Give again, unchanged, the line that contains "Phrase: turquoise sea water" together with every line that follows it until the entries end.

─── Materials provided ───

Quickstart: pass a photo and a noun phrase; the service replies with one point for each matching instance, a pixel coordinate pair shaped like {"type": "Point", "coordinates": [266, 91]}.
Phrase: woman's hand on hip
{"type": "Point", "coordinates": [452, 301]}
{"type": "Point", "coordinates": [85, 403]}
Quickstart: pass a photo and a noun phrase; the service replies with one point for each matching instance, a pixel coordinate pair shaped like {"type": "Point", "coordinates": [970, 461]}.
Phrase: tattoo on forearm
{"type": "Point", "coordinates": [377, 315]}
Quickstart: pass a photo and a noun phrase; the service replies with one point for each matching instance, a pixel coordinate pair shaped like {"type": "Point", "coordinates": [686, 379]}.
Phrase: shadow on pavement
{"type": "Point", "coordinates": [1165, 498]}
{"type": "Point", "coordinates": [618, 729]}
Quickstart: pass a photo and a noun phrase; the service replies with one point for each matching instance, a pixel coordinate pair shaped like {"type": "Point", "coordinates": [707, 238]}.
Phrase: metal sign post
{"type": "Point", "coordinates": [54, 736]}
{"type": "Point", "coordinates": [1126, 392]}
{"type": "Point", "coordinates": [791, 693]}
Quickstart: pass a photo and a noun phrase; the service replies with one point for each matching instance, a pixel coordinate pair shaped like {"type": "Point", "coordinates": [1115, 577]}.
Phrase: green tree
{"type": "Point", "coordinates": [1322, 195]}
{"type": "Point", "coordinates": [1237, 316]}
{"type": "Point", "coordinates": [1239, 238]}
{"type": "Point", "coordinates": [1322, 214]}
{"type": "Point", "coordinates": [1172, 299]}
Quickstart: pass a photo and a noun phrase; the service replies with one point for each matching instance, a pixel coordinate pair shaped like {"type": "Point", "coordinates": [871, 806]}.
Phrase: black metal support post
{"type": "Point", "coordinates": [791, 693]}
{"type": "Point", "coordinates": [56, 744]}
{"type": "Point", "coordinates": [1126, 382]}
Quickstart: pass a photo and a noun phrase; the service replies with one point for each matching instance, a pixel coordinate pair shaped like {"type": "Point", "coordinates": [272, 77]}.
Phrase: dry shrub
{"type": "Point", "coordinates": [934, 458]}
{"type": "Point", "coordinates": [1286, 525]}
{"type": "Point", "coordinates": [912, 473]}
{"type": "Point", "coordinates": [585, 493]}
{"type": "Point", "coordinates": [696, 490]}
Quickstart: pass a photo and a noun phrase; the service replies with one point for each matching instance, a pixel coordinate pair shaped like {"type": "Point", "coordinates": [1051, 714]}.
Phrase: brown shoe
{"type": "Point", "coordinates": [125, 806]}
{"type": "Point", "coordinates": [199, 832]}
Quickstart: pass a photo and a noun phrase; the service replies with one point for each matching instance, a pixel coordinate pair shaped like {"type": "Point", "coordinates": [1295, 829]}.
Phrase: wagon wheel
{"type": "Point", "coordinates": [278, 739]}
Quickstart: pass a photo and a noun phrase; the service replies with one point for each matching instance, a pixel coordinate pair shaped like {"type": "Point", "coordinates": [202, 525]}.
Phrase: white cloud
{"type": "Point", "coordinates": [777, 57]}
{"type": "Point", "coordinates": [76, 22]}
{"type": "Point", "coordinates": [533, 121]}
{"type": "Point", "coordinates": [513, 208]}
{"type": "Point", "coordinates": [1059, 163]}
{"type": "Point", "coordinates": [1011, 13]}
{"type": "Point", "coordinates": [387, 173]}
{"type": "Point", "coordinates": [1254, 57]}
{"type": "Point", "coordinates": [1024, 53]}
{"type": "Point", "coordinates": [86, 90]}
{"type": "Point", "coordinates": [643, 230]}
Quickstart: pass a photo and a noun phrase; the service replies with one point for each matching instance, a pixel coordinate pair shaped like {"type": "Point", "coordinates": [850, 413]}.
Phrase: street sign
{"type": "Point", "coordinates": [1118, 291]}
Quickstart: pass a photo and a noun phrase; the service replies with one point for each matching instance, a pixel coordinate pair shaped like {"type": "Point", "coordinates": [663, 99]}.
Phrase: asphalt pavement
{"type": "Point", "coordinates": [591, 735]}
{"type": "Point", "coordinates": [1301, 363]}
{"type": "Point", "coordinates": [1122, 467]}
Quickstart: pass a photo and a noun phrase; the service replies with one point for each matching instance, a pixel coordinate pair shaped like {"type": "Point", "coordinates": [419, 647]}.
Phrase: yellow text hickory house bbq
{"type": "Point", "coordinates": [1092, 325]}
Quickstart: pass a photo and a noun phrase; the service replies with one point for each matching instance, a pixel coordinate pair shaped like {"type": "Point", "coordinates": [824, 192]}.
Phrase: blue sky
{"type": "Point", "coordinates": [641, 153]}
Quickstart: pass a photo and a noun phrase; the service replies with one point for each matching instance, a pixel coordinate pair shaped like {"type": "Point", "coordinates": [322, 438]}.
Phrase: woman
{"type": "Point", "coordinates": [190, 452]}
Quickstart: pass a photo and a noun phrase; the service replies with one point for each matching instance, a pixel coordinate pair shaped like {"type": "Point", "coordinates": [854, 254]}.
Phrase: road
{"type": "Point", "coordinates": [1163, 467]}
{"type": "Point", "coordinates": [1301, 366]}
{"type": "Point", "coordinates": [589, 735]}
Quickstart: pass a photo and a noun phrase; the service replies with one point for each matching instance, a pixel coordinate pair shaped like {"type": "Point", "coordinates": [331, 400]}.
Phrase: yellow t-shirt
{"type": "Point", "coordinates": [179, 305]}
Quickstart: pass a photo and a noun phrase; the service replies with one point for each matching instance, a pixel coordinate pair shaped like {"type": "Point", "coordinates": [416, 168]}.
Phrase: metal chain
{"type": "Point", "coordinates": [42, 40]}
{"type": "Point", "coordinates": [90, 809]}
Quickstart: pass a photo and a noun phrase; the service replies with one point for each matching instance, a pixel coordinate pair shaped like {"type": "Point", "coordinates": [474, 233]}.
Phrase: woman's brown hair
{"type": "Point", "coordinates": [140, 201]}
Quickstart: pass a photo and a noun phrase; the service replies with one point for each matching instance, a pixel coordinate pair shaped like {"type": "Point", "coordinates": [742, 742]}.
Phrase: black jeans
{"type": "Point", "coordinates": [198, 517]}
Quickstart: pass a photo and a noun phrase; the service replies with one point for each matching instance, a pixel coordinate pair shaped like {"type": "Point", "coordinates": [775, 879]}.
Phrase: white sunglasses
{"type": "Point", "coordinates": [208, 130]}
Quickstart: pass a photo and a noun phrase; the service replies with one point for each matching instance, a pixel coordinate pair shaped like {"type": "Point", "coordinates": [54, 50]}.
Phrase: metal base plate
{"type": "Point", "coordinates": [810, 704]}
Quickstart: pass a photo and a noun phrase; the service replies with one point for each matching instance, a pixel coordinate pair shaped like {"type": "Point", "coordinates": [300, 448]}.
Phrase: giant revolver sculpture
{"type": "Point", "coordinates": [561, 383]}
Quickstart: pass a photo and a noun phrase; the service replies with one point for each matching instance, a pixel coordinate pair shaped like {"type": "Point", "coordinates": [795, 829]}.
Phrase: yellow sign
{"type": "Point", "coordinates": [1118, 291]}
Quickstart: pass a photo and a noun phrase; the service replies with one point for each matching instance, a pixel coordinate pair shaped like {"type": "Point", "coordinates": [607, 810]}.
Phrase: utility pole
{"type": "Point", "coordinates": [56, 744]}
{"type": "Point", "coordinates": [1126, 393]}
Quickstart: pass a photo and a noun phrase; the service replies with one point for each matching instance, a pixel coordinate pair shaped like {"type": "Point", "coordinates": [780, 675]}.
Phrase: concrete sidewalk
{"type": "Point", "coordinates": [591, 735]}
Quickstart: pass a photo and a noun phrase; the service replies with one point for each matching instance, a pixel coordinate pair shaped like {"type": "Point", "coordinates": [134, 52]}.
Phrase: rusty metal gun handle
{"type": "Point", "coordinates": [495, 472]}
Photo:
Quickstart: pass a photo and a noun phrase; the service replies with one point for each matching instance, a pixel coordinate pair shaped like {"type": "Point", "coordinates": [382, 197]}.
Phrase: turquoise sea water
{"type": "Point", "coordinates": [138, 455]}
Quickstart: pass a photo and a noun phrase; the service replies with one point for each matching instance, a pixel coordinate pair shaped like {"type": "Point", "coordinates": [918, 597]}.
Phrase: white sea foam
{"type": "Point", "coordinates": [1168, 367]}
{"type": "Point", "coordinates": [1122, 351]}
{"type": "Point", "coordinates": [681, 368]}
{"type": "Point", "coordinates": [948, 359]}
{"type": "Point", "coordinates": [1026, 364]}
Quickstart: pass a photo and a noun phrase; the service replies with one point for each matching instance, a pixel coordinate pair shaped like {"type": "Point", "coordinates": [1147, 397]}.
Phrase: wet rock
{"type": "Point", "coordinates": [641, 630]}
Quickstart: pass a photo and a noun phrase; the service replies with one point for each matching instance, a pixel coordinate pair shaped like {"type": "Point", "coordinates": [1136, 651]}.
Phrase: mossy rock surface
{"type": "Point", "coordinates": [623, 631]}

───

### Solution for this task
Phrase: turquoise sea water
{"type": "Point", "coordinates": [138, 455]}
Quickstart: pass a photo and a noun phrase; the service replies with one point for each matching instance, a pixel coordinate pair shaped like {"type": "Point", "coordinates": [918, 597]}.
Phrase: white sea foam
{"type": "Point", "coordinates": [1168, 367]}
{"type": "Point", "coordinates": [1122, 351]}
{"type": "Point", "coordinates": [681, 368]}
{"type": "Point", "coordinates": [948, 359]}
{"type": "Point", "coordinates": [1026, 364]}
Quickstart: pass a photo and a noun phrase; the service replies with one point for each matching instance, a pixel coordinate pair shaped like {"type": "Point", "coordinates": [1147, 397]}.
Phrase: wet rock
{"type": "Point", "coordinates": [641, 630]}
Quickstart: pass a photo and a noun phrase; the service replies with one point for each matching instance, a pixel coordinate pair shaped like {"type": "Point", "coordinates": [1136, 651]}.
Phrase: mossy rock surface
{"type": "Point", "coordinates": [623, 631]}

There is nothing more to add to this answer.